RECORDS SUPPLIED -
________________________

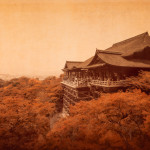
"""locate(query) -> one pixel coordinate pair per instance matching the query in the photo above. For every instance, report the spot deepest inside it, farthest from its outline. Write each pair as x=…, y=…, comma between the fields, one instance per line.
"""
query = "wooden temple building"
x=107, y=70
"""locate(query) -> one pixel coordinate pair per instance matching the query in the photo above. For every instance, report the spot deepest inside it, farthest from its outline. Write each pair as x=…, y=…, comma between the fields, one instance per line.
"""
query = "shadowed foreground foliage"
x=115, y=121
x=26, y=106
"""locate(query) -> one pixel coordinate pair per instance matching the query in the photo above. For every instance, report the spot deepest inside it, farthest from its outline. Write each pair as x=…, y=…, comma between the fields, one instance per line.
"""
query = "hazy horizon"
x=38, y=36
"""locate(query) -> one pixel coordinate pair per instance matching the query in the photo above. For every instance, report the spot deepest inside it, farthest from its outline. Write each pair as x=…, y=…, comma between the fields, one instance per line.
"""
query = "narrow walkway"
x=57, y=117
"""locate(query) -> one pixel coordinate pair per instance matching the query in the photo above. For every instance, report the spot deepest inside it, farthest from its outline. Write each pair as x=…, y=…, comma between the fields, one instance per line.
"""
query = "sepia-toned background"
x=38, y=36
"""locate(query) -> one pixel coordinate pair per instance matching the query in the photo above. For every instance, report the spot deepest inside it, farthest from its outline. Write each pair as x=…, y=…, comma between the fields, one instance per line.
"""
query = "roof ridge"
x=132, y=38
x=108, y=52
x=74, y=61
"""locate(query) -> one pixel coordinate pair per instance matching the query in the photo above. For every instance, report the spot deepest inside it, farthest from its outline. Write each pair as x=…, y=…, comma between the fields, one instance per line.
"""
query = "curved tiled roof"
x=71, y=64
x=118, y=60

________________________

WHAT TO WORK ON - Omitting the images, transcribe every record exactly.

SOLUTION -
"""locate(query) -> one pixel coordinate pair per instance matching the query in the photo above. For every instance, report the spot deepest inside it, farthest from its outline. Write each pair as x=…, y=…, comma between the fields, one instance per line.
"""
query = "wooden temple building"
x=107, y=70
"""locate(query) -> one pixel coordinate pair per instance matching the query in the photo above. For every instance, report the spot deepest inside it, farthest from its outline. Write each pair as x=…, y=…, comma between the fields, one instance per line.
"""
query = "shadowed foreground foliage"
x=115, y=121
x=26, y=106
"""locate(query) -> one pixel coordinate pair per instance matching the query in the photo above. For every instance, report the spot deepest inside it, farthest from its outline. Write each pair as x=…, y=…, comma between the fields, one instance per line.
"""
query = "hazy horizon"
x=38, y=36
"""locate(query) -> one pixel coordinate pair per instance matching the query in the photo above. For every instance, report the spot deepest inside it, farthest from its outline. Write each pair as x=…, y=…, comma between the fields, one instance per line.
"""
query = "narrow walkway"
x=57, y=117
"""locate(query) -> one pixel coordinate pair per instance matching the query in the photo above. For every instance, report the spot deepest inside it, farthest from its outline. Write each pair as x=…, y=…, comma between the fields, one instance per line.
"""
query = "sepia-toned background"
x=38, y=36
"""locate(query) -> one pixel coordinate pair per instance matching the query in the photo above. For every instance, report the spot deepest inside it, farthest from its outline. Write each pair as x=…, y=…, comma between the fields, one instance per line.
"""
query = "roof ridge"
x=132, y=38
x=108, y=52
x=74, y=61
"""locate(query) -> one pixel coordinate pair per instance matching the query in the photo above. For every instance, report the spot deepest inside it, farthest from its outline. Write each pair as x=…, y=…, comma between the fields, one instance per line.
"""
query = "curved tiled roof"
x=71, y=64
x=118, y=60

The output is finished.